Exercise:
Starting with the line that contains "Mark the region of every instance of the backpack." and going on through the line that contains "414L88 412L82 412L78", turn that part of the listing into a Markdown table with the columns Row and Line. Number each row and leave out any blank lines.

Stored records:

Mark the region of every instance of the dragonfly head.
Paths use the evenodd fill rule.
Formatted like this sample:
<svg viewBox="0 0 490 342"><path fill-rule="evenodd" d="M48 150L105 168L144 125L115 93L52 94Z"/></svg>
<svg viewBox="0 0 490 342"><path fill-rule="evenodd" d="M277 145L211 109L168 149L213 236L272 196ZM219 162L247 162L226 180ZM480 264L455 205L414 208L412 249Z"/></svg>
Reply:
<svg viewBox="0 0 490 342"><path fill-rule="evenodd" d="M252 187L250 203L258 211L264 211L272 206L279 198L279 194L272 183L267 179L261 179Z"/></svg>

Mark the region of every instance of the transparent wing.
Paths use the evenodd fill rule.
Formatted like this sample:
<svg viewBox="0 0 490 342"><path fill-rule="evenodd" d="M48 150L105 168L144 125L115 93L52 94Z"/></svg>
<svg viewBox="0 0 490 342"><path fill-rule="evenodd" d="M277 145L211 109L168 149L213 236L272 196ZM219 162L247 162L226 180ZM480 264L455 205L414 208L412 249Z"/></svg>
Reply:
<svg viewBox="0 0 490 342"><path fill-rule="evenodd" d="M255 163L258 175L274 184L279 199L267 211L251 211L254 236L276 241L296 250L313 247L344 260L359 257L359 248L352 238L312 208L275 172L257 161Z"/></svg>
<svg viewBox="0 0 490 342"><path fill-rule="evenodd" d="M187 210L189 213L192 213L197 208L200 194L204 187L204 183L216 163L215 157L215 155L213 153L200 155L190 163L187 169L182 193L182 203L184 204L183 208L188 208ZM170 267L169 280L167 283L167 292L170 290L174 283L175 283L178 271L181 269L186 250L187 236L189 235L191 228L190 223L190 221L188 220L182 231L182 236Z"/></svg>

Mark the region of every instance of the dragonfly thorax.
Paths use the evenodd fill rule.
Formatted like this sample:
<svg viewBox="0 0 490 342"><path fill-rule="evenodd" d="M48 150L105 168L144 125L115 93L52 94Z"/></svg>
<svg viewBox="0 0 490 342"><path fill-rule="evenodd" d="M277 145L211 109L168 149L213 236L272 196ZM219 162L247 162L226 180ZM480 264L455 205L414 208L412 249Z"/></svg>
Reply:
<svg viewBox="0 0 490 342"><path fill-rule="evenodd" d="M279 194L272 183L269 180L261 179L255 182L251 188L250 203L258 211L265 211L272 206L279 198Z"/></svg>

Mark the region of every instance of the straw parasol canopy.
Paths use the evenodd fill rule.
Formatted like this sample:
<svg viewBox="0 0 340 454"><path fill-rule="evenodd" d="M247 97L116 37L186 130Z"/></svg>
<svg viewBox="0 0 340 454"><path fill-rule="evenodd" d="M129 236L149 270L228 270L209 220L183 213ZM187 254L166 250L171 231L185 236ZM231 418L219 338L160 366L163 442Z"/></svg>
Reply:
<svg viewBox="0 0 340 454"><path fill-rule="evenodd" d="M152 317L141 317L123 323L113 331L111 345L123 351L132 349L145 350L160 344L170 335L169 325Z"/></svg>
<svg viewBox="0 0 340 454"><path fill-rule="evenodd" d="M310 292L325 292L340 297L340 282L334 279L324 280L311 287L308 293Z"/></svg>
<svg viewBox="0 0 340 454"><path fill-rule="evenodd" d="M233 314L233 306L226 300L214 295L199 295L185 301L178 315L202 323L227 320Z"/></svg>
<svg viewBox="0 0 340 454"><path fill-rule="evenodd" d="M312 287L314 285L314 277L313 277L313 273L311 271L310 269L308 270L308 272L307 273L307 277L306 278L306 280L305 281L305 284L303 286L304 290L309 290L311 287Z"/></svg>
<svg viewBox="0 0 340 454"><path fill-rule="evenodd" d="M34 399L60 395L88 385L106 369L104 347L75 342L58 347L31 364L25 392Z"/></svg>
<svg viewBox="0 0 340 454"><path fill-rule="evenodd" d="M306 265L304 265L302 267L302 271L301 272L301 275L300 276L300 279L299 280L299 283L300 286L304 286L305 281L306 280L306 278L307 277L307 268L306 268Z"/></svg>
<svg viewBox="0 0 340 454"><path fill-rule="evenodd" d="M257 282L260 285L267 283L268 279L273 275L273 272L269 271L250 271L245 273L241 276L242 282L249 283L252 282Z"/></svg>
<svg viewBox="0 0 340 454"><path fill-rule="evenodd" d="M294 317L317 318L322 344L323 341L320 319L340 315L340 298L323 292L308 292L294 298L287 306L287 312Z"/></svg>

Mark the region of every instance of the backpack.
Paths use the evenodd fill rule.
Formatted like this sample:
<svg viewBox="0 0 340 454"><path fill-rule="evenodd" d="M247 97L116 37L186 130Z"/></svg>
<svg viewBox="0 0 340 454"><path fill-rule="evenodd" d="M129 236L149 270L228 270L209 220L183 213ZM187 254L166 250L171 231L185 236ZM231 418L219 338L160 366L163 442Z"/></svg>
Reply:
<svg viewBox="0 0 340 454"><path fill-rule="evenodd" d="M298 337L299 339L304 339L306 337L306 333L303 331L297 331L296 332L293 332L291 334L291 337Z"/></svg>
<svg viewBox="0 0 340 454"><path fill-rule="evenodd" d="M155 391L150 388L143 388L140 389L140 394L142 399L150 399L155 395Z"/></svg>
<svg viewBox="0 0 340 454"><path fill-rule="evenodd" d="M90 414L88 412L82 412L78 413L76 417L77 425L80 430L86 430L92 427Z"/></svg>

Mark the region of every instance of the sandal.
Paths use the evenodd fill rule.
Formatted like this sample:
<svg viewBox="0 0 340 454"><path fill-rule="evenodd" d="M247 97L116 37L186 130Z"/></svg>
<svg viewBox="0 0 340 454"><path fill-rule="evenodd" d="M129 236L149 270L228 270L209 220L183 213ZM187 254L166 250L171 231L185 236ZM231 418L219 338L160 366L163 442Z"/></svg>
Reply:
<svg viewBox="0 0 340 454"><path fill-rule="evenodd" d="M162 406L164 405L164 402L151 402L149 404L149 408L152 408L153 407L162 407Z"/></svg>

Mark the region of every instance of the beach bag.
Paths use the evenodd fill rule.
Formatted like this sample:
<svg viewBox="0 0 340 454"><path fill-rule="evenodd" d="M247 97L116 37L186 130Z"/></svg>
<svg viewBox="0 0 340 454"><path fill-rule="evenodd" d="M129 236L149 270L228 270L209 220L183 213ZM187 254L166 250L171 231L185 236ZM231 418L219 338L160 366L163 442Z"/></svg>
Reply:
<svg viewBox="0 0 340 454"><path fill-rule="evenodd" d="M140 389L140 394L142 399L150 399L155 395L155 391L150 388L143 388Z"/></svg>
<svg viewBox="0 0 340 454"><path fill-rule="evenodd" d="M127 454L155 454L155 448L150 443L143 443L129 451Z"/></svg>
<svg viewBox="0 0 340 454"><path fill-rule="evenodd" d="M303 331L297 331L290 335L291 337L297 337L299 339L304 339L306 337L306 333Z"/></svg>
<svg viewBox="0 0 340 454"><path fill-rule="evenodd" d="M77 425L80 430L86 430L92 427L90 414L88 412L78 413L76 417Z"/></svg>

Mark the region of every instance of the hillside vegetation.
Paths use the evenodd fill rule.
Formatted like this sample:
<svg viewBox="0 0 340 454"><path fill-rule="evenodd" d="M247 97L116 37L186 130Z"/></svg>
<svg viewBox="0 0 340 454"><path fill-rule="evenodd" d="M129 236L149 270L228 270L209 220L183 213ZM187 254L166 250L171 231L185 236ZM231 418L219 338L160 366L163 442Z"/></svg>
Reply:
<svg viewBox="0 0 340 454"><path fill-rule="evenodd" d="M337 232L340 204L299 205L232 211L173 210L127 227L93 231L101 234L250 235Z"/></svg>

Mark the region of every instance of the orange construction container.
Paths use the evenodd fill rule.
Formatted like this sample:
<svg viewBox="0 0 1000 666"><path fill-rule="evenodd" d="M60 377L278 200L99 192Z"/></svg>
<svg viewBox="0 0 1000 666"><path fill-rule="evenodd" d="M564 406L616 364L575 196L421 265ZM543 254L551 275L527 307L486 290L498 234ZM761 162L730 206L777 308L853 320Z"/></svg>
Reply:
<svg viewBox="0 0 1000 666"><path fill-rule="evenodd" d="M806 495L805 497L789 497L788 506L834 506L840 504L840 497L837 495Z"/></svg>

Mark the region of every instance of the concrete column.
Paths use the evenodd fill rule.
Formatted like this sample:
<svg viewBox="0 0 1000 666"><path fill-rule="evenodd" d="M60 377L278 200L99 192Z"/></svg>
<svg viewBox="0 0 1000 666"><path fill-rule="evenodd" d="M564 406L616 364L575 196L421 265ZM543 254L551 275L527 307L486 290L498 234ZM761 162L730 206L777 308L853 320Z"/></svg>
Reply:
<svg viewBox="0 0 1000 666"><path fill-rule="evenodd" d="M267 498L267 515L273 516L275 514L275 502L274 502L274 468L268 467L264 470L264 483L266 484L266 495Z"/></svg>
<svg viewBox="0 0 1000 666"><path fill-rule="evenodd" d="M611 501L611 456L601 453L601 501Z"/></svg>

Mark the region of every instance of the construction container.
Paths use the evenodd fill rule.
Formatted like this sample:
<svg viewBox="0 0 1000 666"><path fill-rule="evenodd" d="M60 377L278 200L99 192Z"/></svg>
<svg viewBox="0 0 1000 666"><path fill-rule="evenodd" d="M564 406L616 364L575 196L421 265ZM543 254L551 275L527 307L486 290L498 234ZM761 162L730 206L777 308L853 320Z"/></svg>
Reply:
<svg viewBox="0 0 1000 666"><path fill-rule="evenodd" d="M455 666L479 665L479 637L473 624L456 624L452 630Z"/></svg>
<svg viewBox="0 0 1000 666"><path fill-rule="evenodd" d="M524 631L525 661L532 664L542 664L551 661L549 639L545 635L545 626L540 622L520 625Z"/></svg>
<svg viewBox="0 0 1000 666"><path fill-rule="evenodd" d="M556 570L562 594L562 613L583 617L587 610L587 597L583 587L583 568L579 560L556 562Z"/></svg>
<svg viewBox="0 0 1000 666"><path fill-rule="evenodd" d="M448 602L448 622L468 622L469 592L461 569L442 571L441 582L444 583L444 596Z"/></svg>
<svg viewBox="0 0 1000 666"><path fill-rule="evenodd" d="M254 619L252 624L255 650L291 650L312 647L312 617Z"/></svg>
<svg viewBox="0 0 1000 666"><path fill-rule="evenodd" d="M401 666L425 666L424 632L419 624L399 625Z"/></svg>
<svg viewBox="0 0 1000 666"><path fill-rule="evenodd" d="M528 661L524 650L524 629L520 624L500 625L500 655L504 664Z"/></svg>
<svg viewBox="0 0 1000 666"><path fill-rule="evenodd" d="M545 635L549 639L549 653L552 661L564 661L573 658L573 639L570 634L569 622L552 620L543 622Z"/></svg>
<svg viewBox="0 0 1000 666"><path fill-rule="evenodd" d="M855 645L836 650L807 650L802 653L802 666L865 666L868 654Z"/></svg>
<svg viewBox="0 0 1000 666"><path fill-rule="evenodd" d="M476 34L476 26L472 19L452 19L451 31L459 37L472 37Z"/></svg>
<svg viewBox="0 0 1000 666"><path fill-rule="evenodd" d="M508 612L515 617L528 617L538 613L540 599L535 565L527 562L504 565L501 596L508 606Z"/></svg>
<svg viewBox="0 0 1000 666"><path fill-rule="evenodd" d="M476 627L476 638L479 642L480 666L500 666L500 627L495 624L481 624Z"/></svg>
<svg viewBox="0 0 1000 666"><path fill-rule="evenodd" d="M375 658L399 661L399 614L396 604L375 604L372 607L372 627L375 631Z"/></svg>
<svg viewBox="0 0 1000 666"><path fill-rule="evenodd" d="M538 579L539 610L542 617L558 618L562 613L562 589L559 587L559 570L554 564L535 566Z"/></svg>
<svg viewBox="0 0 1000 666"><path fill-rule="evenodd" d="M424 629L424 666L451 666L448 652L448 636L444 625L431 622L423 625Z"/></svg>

Result below:
| Row | Line |
|---|---|
| 1 | Mark the region of every instance of the backpack. |
| 2 | Paths use the evenodd fill rule. |
| 3 | Formatted like this sample: |
| 4 | <svg viewBox="0 0 340 454"><path fill-rule="evenodd" d="M247 97L116 37L186 130Z"/></svg> |
| 5 | <svg viewBox="0 0 340 454"><path fill-rule="evenodd" d="M129 236L149 270L228 270L209 220L183 213ZM187 254L166 250L171 231L185 236ZM231 418L219 338L160 366L163 442Z"/></svg> |
| 6 | Reply: |
| 7 | <svg viewBox="0 0 340 454"><path fill-rule="evenodd" d="M298 337L299 339L304 339L306 337L306 333L303 331L297 331L296 332L293 332L291 334L291 337Z"/></svg> |
| 8 | <svg viewBox="0 0 340 454"><path fill-rule="evenodd" d="M155 391L150 388L143 388L140 389L140 394L142 399L150 399L155 395Z"/></svg> |
| 9 | <svg viewBox="0 0 340 454"><path fill-rule="evenodd" d="M90 414L88 412L82 412L78 413L76 417L77 425L80 430L86 430L92 427Z"/></svg> |